_Description of the task_. Continue the personal essay about a family lunch in Cincinnati and remembered encounters with racial prejudice, starting after its last sentence.

━━━━━ Text passage ━━━━━

My annual pilgrimage to Cincinnati means catching up on U.S. culture, affording my 1st grader quality time with his grandparents and respite for me from the pressures of a single-mom lifestyle in Tel Aviv.
Last Saturday my father, mother and I bumped into one another while out shopping and we headed out together for a leisurely lunch. When our conversation turned to the topic of my former San Francisco neighbor – an arthritic septuagenarian who recruited me to help her in the garden – I reminisced: “There was always something going on at Miss Mayes’ house.”
The three-story, 1900’s Edwardian pulsed with the energy of adult children, grandchildren, business clients or church ladies stopping by for visits or consultations. On quiet days Gloria joined me in the garden. “Don’t pull those up!” she would scold. They’re plants, not weeds!” When she wasn’t teaching the finer points of horticulture, Gloria shared.
Tales of raising thirteen children and grandchildren, of organizing church socials versus rollicky younger days, of community volunteering and a troubled marriage, of her son lost to gang warfare and of her growing up years in Hattiesburg, Mississippi.
“One time,” I narrated between bites, “she told me about a white clerk who wouldn’t hand her the change after a purchase. The woman put it on the counter and actually told her she wasn’t about to touch her!”
My parents clucked. My father, a ‘Northerner’ son of Polish immigrants, grew up in an urban enclave, traveling south to New Orleans’ Charity Hospital for his medical internship. “I’ll never forget the first time I treated a person of color. I came into ‘The Colored Ward’ and said ‘Good afternoon, Mr. Jones,’ to a patient. The attending was furious. ‘You don’t call him Mister. He’s boy.’ I was shocked,” my father relayed.
My father grew up during the post-WWII era of extreme prejudice. But he was raised to know better because, as the Jewish immigrant son of non-English speaking parents, he was also a product of unfounded bias.
Over lunch he reminisced about being in a popular downtown Cincinnati ice-cream parlor with my mother as desegregation was being instituted. “In walked a couple,” he shared. “And the manager went from table to table putting out little notes: ‘We’re sorry but By Law we Have to Serve Them.’ I said: ‘To hell with you!’ and walked out.”
Unlike my father, I didn’t experience 60’s riots, separate hospital wings or protest marches. My youth was marked by a different type radical change: the post-Vietnam War flower power and love child period characterized by equality-invokers like my third grade math teacher Ms. Martin. Ms. M. kicked off each daily session with a lusty round of Three Dog Night’s: “The Ink is Black, The Page is White, Together We Learn to Read and Write. . .”

━━━━━ Entries provided ━━━━━

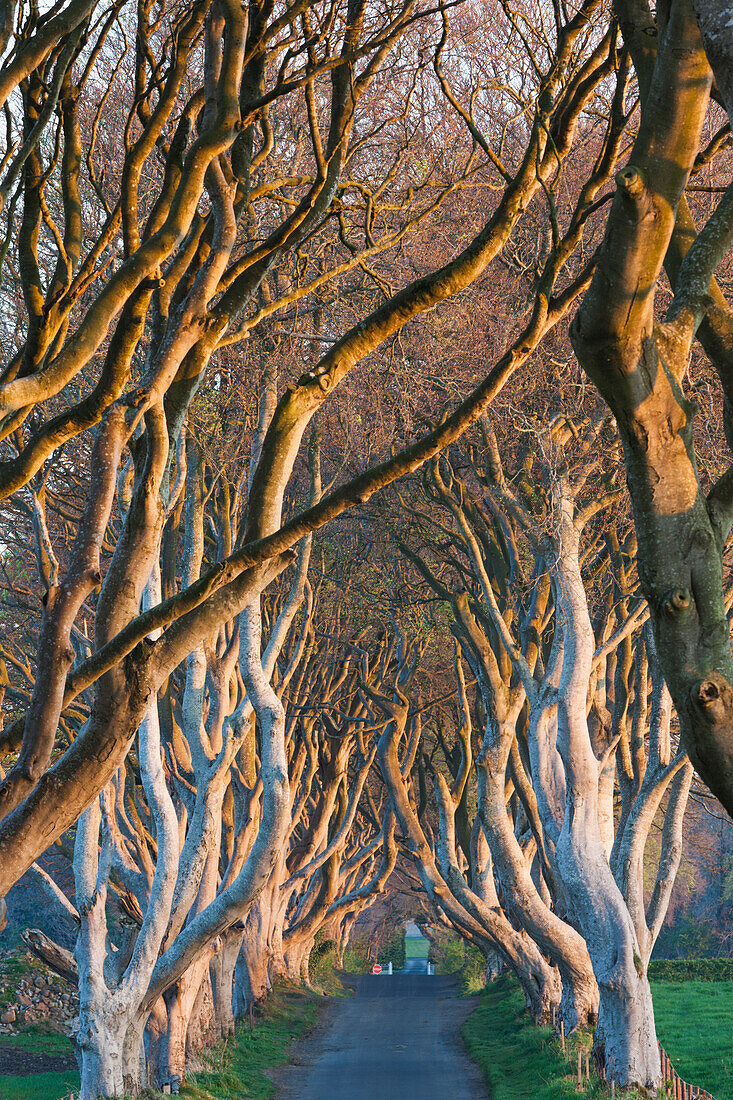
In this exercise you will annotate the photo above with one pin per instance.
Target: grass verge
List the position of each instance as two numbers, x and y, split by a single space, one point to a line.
40 1043
236 1068
521 1060
695 1025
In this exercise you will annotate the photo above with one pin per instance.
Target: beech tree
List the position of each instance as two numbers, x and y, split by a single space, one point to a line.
120 344
638 360
567 717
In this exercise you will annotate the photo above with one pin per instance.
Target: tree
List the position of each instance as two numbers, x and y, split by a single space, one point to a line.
639 363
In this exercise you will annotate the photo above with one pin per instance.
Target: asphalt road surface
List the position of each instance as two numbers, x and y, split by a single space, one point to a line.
396 1040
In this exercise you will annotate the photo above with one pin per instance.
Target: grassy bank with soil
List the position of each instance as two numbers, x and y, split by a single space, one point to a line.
695 1022
233 1069
239 1067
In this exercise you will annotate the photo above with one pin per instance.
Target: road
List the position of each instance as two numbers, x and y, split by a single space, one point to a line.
398 1037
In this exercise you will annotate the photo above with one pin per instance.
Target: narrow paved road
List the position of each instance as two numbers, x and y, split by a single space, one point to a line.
396 1040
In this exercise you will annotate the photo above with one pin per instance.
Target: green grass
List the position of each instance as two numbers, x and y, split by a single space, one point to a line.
40 1086
416 948
234 1069
50 1086
695 1025
521 1060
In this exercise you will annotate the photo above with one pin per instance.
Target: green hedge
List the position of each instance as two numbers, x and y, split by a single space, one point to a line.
691 969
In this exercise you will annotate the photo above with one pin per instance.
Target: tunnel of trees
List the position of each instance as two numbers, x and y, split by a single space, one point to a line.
365 414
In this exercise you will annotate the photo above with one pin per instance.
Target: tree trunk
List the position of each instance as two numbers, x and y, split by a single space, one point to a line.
221 970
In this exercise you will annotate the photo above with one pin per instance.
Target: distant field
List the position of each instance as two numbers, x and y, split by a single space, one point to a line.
416 948
695 1025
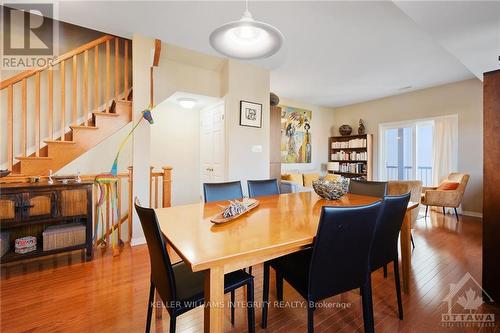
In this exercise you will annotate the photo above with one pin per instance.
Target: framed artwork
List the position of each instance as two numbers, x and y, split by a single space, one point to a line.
295 135
250 114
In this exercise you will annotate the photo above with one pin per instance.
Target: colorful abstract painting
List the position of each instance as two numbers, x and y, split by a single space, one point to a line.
295 135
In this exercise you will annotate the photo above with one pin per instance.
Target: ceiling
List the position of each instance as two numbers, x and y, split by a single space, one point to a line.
335 53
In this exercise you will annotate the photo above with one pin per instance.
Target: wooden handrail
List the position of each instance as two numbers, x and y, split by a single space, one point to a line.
17 78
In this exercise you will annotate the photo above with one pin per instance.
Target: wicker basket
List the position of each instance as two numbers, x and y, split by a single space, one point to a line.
57 237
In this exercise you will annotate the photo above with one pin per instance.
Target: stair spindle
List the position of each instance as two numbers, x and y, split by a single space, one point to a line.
74 96
50 101
86 110
117 69
62 69
96 78
107 74
10 126
125 70
24 132
37 114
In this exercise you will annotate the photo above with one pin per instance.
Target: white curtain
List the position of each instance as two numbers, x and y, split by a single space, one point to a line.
445 147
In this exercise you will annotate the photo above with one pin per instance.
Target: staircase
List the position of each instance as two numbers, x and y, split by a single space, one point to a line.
85 114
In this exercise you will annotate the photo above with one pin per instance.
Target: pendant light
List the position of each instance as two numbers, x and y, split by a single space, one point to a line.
246 39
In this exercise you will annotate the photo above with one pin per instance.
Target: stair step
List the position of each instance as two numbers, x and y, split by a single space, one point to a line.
83 127
32 158
58 141
106 114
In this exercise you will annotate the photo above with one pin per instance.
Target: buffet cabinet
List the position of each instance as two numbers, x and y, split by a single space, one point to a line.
30 209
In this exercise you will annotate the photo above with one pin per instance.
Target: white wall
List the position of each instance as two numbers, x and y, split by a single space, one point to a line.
175 141
321 129
249 83
464 98
141 56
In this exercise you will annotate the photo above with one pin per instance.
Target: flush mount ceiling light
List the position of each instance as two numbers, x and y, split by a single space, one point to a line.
187 103
246 39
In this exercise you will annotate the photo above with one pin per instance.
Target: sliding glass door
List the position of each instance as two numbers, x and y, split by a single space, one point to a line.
406 151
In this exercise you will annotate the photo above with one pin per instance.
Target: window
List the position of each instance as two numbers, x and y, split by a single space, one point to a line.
406 151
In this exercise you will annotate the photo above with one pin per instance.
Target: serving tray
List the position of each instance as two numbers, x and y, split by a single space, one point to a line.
249 203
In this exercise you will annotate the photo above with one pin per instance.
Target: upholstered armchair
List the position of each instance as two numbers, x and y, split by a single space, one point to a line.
398 187
448 194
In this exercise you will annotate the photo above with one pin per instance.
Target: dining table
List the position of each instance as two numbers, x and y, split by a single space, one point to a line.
280 225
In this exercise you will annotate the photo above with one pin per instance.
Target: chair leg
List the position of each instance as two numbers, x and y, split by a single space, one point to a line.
250 307
279 286
310 316
231 305
265 296
368 306
173 319
150 307
398 288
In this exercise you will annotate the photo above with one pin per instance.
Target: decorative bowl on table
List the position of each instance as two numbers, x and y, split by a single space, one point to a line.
331 190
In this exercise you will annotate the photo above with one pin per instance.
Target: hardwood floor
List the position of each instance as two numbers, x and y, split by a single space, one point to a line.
64 294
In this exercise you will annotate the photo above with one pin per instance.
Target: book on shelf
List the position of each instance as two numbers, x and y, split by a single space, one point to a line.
352 156
353 143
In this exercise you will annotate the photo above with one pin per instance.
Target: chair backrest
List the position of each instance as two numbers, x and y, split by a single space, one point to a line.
162 274
262 187
363 187
222 191
341 250
462 179
385 238
399 187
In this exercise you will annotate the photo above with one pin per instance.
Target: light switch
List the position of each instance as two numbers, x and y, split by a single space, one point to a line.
257 149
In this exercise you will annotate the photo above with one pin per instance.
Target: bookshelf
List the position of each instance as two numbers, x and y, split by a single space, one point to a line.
351 156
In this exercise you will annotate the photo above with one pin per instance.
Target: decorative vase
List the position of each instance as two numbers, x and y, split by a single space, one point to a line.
361 128
345 130
331 190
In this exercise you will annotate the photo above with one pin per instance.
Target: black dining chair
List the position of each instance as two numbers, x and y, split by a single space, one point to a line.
222 191
373 189
370 188
179 288
263 187
325 270
385 239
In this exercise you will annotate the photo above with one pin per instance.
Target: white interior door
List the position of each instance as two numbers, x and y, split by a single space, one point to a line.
212 145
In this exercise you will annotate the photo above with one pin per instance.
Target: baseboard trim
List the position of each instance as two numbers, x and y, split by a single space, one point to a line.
473 214
138 241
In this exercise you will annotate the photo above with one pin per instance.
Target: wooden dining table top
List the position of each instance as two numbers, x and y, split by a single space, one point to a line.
280 222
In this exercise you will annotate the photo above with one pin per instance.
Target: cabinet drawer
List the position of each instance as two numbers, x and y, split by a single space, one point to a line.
9 211
74 202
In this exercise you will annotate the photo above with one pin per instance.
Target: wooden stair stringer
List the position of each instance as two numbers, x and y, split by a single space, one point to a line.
84 138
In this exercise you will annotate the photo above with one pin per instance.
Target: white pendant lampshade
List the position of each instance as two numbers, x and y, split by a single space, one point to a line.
246 39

━━━━━

_Output of the task_.
Nonetheless, I wasn’t immune to what was going on in my world. There were painful memories of the lone girl of color in my private school class of twelve who didn’t get invited to birthday parties and in later years, while interning at WLWT News, there was the day Clyde Gray first anchored the midday broadcast. An uber-mensch and gentleman, Clyde was one of the significant mentors in my formative professional years; we remain in contact to date.
Manning the assignment desk phones that day, I was stunned when a random twangy-voiced caller on the other end of the receiver shouted: “That’s all we need is another (expletive) on television!”
Stunned and too green to know what to do, I passed the call to then-reporter Jeff Hirsh. “Uh Jeff? I think you’d better talk to this person.” The caller apparently repeated herself, Jeff cursed loudly into the receiver and then slammed it down. Jeff and I were red-faced & ashamed. We never discussed it and we never told Clyde.
This week, as an estimated 9000 NAACP Conference-goers pulled into Cincinnati, I noted Clyde’s image in Cincinnati’s Sunday paper alongside that of Mayor Mallory, school superintendent Rosa Blackwell, Bengals head coach Marvin Lewis and ninety-four other influential area African Americans. Campaigning presidential hopefuls Barack Obama and John McCain are both putting in conference appearances.
“I’m glad you’re alive to see all this,” I told my parents after lunch. During their lifetime, more than mine, much has changed. These are exciting times for all of us. And I’m glad to be here in the U.S. and in Cincinnati to witness the change.